[Items from a data source]

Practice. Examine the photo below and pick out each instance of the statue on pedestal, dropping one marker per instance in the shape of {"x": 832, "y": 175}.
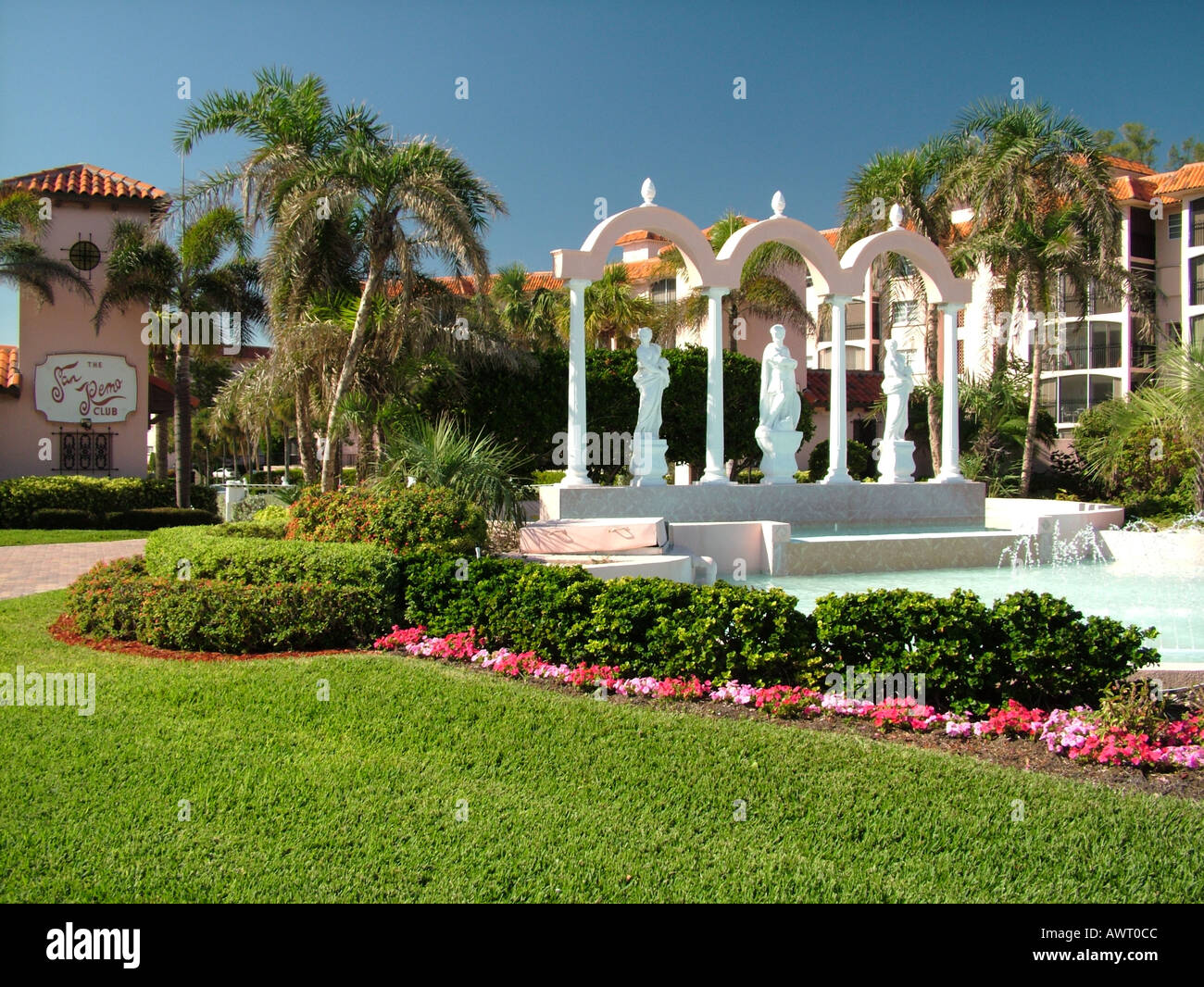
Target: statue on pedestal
{"x": 651, "y": 377}
{"x": 896, "y": 462}
{"x": 779, "y": 410}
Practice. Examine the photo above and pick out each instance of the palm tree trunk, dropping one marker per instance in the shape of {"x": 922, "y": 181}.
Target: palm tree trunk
{"x": 183, "y": 428}
{"x": 931, "y": 359}
{"x": 345, "y": 376}
{"x": 307, "y": 449}
{"x": 160, "y": 429}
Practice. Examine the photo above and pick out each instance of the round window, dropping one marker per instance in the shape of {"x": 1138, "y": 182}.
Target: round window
{"x": 84, "y": 254}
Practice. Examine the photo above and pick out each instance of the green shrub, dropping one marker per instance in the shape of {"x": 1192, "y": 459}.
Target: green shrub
{"x": 950, "y": 641}
{"x": 205, "y": 554}
{"x": 858, "y": 457}
{"x": 152, "y": 518}
{"x": 119, "y": 600}
{"x": 213, "y": 615}
{"x": 1058, "y": 658}
{"x": 105, "y": 601}
{"x": 272, "y": 514}
{"x": 51, "y": 518}
{"x": 408, "y": 518}
{"x": 99, "y": 496}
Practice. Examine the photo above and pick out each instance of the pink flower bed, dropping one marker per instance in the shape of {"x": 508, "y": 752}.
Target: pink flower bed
{"x": 1068, "y": 732}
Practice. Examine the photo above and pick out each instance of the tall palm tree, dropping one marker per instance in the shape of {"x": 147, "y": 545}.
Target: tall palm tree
{"x": 408, "y": 203}
{"x": 144, "y": 269}
{"x": 1173, "y": 401}
{"x": 23, "y": 264}
{"x": 763, "y": 292}
{"x": 292, "y": 123}
{"x": 918, "y": 181}
{"x": 1040, "y": 191}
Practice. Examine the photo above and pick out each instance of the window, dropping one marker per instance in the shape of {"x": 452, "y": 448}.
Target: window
{"x": 665, "y": 292}
{"x": 904, "y": 313}
{"x": 1140, "y": 233}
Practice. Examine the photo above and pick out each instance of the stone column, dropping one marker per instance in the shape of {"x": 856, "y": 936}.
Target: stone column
{"x": 950, "y": 422}
{"x": 838, "y": 412}
{"x": 714, "y": 341}
{"x": 574, "y": 465}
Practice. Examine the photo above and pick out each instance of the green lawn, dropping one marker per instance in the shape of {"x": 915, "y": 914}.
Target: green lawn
{"x": 58, "y": 536}
{"x": 567, "y": 798}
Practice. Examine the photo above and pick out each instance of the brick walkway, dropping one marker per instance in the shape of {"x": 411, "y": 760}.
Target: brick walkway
{"x": 27, "y": 569}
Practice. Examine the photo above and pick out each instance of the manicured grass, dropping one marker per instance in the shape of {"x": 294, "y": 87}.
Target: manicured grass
{"x": 58, "y": 536}
{"x": 567, "y": 798}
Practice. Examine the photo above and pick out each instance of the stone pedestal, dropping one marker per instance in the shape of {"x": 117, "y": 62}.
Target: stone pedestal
{"x": 778, "y": 462}
{"x": 897, "y": 461}
{"x": 648, "y": 465}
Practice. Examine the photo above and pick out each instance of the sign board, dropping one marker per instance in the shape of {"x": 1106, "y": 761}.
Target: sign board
{"x": 72, "y": 386}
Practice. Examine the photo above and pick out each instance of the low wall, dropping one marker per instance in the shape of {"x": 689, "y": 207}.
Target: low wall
{"x": 891, "y": 506}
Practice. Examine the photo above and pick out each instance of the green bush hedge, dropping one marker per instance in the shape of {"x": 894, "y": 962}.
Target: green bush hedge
{"x": 99, "y": 496}
{"x": 51, "y": 518}
{"x": 1032, "y": 648}
{"x": 152, "y": 518}
{"x": 646, "y": 626}
{"x": 409, "y": 518}
{"x": 209, "y": 554}
{"x": 119, "y": 600}
{"x": 858, "y": 457}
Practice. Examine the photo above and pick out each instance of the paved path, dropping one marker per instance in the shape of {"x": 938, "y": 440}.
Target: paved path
{"x": 27, "y": 569}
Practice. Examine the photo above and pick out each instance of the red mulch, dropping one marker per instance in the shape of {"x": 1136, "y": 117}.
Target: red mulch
{"x": 63, "y": 630}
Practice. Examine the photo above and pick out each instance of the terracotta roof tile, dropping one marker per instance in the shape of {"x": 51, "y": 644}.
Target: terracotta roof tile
{"x": 534, "y": 281}
{"x": 862, "y": 388}
{"x": 10, "y": 371}
{"x": 85, "y": 180}
{"x": 1187, "y": 177}
{"x": 1136, "y": 168}
{"x": 637, "y": 236}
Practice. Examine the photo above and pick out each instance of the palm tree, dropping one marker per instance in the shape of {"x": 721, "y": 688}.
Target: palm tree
{"x": 292, "y": 123}
{"x": 23, "y": 264}
{"x": 763, "y": 292}
{"x": 408, "y": 201}
{"x": 529, "y": 316}
{"x": 478, "y": 469}
{"x": 144, "y": 269}
{"x": 918, "y": 181}
{"x": 1172, "y": 402}
{"x": 1043, "y": 208}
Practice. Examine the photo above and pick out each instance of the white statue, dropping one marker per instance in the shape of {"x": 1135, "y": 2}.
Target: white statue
{"x": 651, "y": 378}
{"x": 897, "y": 384}
{"x": 781, "y": 405}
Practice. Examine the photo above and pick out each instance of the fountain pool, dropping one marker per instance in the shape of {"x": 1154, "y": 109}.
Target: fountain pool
{"x": 1171, "y": 602}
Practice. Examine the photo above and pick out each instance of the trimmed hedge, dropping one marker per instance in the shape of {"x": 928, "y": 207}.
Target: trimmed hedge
{"x": 409, "y": 518}
{"x": 22, "y": 496}
{"x": 1034, "y": 648}
{"x": 153, "y": 518}
{"x": 119, "y": 600}
{"x": 646, "y": 626}
{"x": 208, "y": 554}
{"x": 51, "y": 518}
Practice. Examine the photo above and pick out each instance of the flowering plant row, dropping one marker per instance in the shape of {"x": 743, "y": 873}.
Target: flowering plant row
{"x": 1068, "y": 732}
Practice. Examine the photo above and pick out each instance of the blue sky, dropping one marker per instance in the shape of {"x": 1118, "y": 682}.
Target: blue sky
{"x": 569, "y": 103}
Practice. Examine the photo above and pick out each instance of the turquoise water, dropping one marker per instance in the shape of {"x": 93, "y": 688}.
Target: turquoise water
{"x": 1173, "y": 603}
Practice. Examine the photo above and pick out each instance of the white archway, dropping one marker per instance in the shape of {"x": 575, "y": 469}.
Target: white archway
{"x": 944, "y": 289}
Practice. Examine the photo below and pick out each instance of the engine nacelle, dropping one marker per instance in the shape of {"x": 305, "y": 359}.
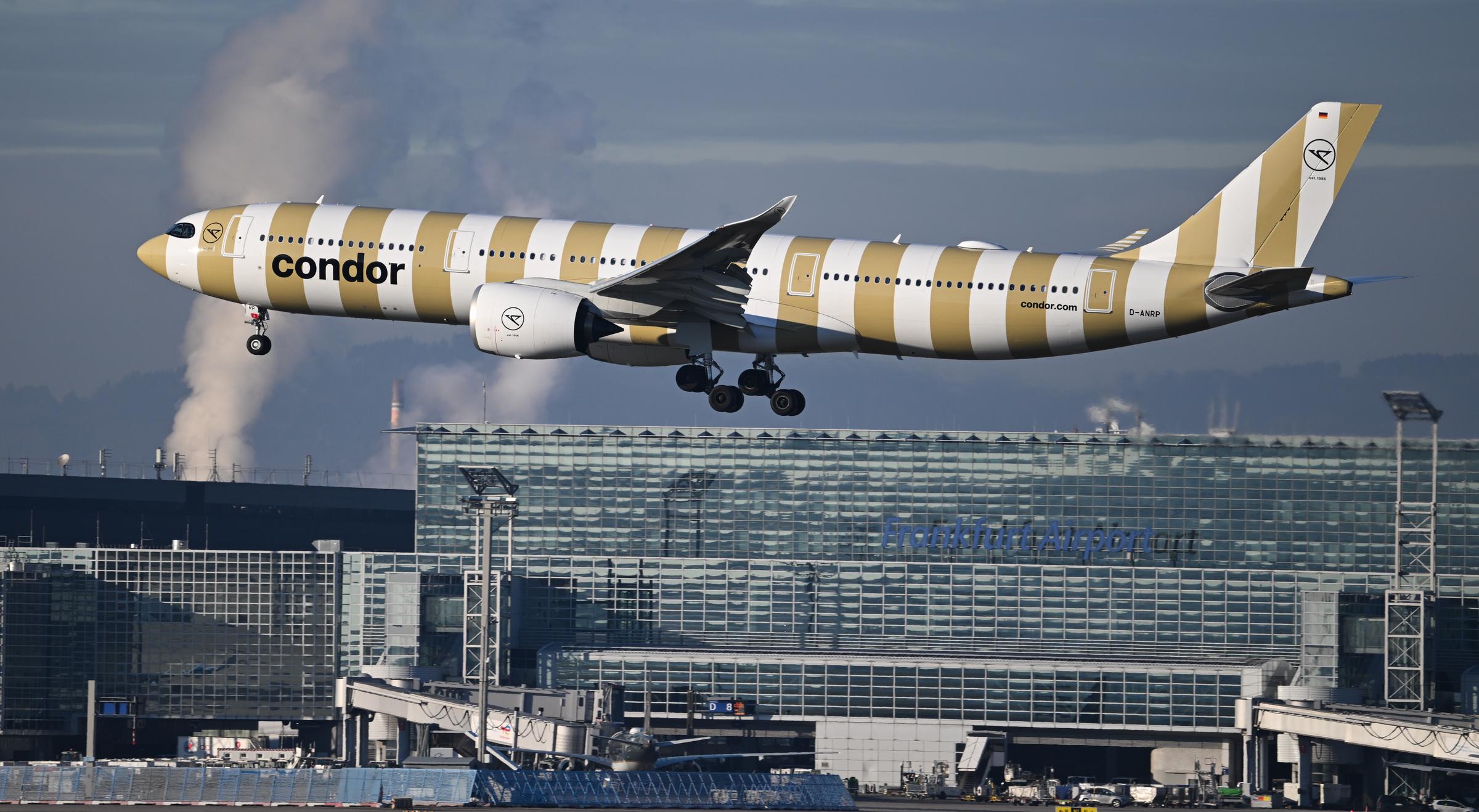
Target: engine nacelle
{"x": 527, "y": 322}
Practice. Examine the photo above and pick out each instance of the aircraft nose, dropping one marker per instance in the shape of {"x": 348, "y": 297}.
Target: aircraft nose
{"x": 152, "y": 253}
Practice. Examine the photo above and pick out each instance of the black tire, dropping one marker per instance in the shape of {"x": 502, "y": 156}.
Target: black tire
{"x": 725, "y": 398}
{"x": 755, "y": 382}
{"x": 783, "y": 401}
{"x": 691, "y": 378}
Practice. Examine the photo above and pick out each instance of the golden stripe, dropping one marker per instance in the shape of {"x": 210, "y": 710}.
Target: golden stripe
{"x": 873, "y": 302}
{"x": 361, "y": 299}
{"x": 1185, "y": 307}
{"x": 1355, "y": 123}
{"x": 289, "y": 221}
{"x": 797, "y": 314}
{"x": 950, "y": 307}
{"x": 1197, "y": 238}
{"x": 1027, "y": 327}
{"x": 218, "y": 274}
{"x": 512, "y": 237}
{"x": 1280, "y": 181}
{"x": 1107, "y": 330}
{"x": 657, "y": 243}
{"x": 431, "y": 283}
{"x": 582, "y": 258}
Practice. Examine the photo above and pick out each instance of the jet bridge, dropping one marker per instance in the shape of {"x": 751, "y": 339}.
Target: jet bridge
{"x": 1447, "y": 740}
{"x": 509, "y": 731}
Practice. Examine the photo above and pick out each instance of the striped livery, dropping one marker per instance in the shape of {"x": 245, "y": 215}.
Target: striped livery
{"x": 805, "y": 293}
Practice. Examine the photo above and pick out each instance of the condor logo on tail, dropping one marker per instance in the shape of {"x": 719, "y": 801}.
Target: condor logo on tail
{"x": 354, "y": 270}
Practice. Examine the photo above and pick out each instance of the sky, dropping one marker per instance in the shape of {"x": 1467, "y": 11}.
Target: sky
{"x": 1052, "y": 124}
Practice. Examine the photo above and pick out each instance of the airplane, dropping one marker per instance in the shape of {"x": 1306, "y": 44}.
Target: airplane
{"x": 635, "y": 294}
{"x": 637, "y": 750}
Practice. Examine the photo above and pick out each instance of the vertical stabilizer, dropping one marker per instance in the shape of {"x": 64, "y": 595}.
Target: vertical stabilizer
{"x": 1269, "y": 213}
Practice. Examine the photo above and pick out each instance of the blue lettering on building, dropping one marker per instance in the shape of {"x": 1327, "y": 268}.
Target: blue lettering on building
{"x": 981, "y": 534}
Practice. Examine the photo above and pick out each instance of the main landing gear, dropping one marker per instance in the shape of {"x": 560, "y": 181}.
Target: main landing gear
{"x": 259, "y": 344}
{"x": 762, "y": 381}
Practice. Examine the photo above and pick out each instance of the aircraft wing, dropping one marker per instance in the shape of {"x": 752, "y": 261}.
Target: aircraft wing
{"x": 706, "y": 278}
{"x": 670, "y": 761}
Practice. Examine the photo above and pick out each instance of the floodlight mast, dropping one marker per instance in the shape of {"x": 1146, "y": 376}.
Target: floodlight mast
{"x": 486, "y": 506}
{"x": 1414, "y": 566}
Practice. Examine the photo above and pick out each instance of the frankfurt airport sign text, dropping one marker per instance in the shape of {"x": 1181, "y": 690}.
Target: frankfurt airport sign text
{"x": 974, "y": 534}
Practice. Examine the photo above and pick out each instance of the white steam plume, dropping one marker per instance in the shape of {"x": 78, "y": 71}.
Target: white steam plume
{"x": 1102, "y": 416}
{"x": 279, "y": 117}
{"x": 518, "y": 392}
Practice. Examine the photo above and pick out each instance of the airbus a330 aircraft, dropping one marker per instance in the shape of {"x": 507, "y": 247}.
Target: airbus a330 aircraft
{"x": 669, "y": 296}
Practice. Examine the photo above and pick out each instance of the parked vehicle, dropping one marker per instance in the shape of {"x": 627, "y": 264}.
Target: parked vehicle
{"x": 1102, "y": 796}
{"x": 1147, "y": 795}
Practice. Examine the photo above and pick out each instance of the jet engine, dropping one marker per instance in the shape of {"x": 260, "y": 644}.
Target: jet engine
{"x": 527, "y": 322}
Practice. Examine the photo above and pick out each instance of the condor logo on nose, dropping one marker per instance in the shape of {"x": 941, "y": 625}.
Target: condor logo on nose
{"x": 352, "y": 270}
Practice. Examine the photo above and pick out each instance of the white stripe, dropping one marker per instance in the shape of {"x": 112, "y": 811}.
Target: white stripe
{"x": 548, "y": 237}
{"x": 398, "y": 301}
{"x": 1065, "y": 329}
{"x": 837, "y": 298}
{"x": 911, "y": 329}
{"x": 1239, "y": 221}
{"x": 326, "y": 224}
{"x": 1318, "y": 191}
{"x": 1145, "y": 293}
{"x": 622, "y": 243}
{"x": 988, "y": 327}
{"x": 465, "y": 285}
{"x": 252, "y": 270}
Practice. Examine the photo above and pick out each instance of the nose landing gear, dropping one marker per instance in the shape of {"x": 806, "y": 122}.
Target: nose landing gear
{"x": 259, "y": 344}
{"x": 762, "y": 381}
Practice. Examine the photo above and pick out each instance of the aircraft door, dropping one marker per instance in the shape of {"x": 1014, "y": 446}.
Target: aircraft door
{"x": 237, "y": 235}
{"x": 1099, "y": 294}
{"x": 459, "y": 252}
{"x": 804, "y": 275}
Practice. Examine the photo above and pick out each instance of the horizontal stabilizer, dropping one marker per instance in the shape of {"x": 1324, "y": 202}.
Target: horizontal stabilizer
{"x": 1263, "y": 285}
{"x": 1123, "y": 243}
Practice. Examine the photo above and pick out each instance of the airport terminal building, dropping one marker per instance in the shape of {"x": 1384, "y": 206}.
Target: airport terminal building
{"x": 1104, "y": 599}
{"x": 898, "y": 589}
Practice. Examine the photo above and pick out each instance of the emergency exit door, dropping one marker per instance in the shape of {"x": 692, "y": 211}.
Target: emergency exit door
{"x": 1099, "y": 296}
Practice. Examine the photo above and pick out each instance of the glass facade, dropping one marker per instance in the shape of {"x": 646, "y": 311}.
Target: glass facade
{"x": 179, "y": 633}
{"x": 1178, "y": 558}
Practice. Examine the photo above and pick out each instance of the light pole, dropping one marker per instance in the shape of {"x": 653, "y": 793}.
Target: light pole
{"x": 486, "y": 506}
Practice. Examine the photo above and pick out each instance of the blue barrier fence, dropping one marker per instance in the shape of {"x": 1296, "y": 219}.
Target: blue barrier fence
{"x": 119, "y": 784}
{"x": 364, "y": 786}
{"x": 664, "y": 790}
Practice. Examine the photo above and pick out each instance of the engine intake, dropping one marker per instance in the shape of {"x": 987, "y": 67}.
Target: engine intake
{"x": 527, "y": 322}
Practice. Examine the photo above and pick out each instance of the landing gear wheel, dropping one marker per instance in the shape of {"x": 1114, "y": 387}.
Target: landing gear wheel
{"x": 725, "y": 398}
{"x": 691, "y": 378}
{"x": 788, "y": 403}
{"x": 756, "y": 382}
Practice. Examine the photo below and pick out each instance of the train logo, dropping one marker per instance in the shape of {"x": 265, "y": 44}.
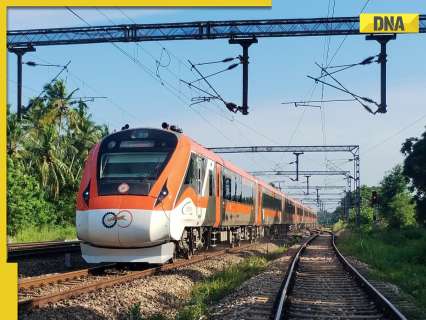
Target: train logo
{"x": 123, "y": 188}
{"x": 109, "y": 220}
{"x": 123, "y": 218}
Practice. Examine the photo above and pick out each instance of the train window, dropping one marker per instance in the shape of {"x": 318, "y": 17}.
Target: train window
{"x": 199, "y": 181}
{"x": 247, "y": 192}
{"x": 144, "y": 165}
{"x": 227, "y": 188}
{"x": 271, "y": 202}
{"x": 190, "y": 173}
{"x": 211, "y": 187}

WHAT IS EXPECTED - Check each line of the entries above, and show every one holding the word "below".

TASK OUTPUT -
Practice. Examine the photo below and pick out each instance of the statue on pedestal, dropping one marker per instance in the shape of {"x": 832, "y": 175}.
Practice. Examine the photo below and pick out each instance of the engine nacelle, dropping one marker per instance in the shape of {"x": 305, "y": 359}.
Practice. Examine the photo below and pick out each instance of the train logo, dropping one marker per instance in the shape of {"x": 265, "y": 44}.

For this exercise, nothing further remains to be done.